▶ [Esercizio scritto A] Conta le righe dei dati che contengono la stringa "query" e scrivi solo il numero.

▶ [Brano fornito]
■ ■ ■ ■ ■
Ogni film si pone sopra al precedente per James Cameron e le cose imparate non si dimenticano. Così nel 1991 Terminator 2 – Il giorno del giudizio usava la tecnica appresa da The Abyss e la espandeva mostrando il metallo liquefarsi e cambiare forma. Allo stesso modo Avatar 2 costruisce la sua fortuna spettacolare sul primo film. Il più titanico, ambizioso e sconvolgente che abbia girato. Perché nel 2009 la storia di Pandora arrivò e per poco non cambiò per sempre il modo di intendere il cinema.

Cameron voleva portare una rivoluzione simile a quella del colore e del sonoro. La tridimensionalità da tempo corteggiata dal cinema. Ci sta riprovando ora e, come vi scrivevamo, vale la pena dargli fiducia. Il primo tentativo fu una moda apprezzata ma solo passeggera. Il film portò con sé tante altre cose gigantesche: un nuovo modo di concepire l’immersività e il world building, la tecnologia e le emozioni nei volti digitali.

Ora per Avatar – La via dell’acqua gli attori hanno dovuto imparare a trattenere il respiro per svariati minuti, lo studio ha dovuto abbracciare il salto della fede per produrre contemporaneamente una saga che, in caso di fallimento, trascinerebbe con sé molte (metaforiche) teste. Ha convinto gli spettatori a ricercare sempre il massimo di quello che la sala può offrire. Ha insomma convinto tutti a non accontentarsi e a rischiare. A puntare al massimo.

È questa la conseguenza migliore del titanismo di Cameron. Va al di là degli infiniti aneddoti, dei costi e degli incassi. La sua più grande vittoria è stata dimostrare che fare cinema può essere assai simile a fare sport. Si può godere un film non solo come prodotto artistico, ma come il tentativo di una squadra di andare oltre i limiti tecnologici, producendo nuove invenzioni e superando le frontiere della visione. Ci sono tante partite da vincere e ancora tanti record da battere.
■ ■ ■ ■ ■
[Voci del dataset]
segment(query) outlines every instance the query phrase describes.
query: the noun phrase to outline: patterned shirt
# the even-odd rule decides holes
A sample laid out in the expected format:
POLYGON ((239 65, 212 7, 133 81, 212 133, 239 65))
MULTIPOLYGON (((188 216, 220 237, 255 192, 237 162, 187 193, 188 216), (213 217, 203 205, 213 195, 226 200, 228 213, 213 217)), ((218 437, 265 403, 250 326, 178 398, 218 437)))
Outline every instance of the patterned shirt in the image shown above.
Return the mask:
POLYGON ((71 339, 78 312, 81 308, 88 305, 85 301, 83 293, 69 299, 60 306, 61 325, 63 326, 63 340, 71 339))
■ ■ ■ ■ ■
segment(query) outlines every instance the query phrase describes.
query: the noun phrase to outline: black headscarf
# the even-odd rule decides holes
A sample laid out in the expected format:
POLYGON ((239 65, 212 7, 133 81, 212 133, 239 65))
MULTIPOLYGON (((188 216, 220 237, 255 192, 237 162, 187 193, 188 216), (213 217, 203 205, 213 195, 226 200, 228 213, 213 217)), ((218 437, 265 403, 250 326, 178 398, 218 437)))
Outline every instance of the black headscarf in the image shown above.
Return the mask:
■ ■ ■ ■ ■
▶ [Esercizio scritto B] Traduci in inglese questa frase del brano su James Cameron: "La sua più grande vittoria è stata dimostrare che fare cinema può essere assai simile a fare sport."

▶ [Risultato corretto A] 4

▶ [Risultato corretto B] His greatest victory was showing that making movies can be very similar to playing sports.